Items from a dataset
[Start]
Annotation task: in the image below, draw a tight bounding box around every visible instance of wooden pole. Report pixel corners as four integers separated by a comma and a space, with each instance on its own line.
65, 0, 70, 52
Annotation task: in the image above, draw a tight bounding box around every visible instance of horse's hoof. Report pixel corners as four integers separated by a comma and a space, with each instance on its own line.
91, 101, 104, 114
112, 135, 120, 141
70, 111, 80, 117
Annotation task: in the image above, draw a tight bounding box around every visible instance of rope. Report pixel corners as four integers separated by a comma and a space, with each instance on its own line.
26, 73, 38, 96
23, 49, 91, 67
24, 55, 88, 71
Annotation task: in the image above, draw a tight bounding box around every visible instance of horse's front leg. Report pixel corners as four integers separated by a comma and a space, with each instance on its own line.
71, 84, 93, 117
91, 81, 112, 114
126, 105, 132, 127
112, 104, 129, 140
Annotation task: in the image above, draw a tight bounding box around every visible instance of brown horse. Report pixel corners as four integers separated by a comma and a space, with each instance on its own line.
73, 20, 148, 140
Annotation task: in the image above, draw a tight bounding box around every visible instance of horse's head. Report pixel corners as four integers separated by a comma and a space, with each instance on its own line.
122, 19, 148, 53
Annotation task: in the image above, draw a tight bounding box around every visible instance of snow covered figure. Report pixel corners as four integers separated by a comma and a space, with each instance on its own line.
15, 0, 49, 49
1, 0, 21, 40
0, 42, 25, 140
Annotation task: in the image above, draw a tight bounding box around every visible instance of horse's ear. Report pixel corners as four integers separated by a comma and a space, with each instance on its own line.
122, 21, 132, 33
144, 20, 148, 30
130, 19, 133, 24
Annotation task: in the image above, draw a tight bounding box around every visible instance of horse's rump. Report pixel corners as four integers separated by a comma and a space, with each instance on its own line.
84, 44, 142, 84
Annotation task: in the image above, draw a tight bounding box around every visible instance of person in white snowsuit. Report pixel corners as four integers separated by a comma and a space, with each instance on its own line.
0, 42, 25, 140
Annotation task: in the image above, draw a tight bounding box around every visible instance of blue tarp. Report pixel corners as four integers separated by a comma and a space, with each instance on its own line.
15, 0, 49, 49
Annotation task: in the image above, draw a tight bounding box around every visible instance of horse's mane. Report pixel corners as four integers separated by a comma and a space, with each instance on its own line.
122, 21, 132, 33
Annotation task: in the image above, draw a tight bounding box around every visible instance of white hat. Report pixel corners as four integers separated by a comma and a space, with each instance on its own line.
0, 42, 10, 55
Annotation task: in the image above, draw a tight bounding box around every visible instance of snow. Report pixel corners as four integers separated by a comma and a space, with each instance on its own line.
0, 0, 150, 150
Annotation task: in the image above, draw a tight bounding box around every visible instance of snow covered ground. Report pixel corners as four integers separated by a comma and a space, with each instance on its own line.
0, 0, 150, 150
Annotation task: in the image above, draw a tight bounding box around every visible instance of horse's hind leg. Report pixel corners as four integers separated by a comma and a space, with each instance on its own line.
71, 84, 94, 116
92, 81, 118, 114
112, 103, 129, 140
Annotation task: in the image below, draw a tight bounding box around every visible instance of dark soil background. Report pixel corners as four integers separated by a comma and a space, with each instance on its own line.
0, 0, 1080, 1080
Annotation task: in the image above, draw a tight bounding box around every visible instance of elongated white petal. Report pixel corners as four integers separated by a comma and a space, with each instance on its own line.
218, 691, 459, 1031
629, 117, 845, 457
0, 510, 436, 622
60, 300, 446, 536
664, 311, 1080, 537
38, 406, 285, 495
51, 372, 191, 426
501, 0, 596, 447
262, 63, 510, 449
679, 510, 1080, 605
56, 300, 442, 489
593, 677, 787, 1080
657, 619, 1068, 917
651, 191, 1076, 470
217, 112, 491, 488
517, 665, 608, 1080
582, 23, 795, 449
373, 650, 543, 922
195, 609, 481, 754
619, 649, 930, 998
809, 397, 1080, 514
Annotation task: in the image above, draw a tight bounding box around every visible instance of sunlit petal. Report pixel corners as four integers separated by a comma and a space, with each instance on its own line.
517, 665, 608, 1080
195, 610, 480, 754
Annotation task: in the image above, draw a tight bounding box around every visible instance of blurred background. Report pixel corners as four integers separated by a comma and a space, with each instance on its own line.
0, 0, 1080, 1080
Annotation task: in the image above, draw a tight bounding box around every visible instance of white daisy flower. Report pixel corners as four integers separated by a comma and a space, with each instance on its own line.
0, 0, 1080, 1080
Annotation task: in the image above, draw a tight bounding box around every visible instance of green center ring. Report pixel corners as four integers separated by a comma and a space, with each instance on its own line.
[End]
Reproduce word for word the lines from the one containing "instance of blue" through the one containing "0, 42, 10, 55", inclusive.

THE ANSWER:
Annotation task: in the image above, draw a tight bounding box around every visible instance of blue tarp. Report pixel corners as four integers separated by a comma and a space, with each instance on its own line.
15, 0, 49, 49
Annotation task: in the image above, draw a tight bounding box around every visible instance of horse's mane. Report pixel corners as four integers separated by a comma and a space, with each instance on its own line.
122, 21, 132, 33
Annotation task: in the image above, draw a tight bounding box around every visible instance of white hat. Report pixel corners as four integers separated by a comma and a space, with each instance on its own line.
0, 42, 10, 55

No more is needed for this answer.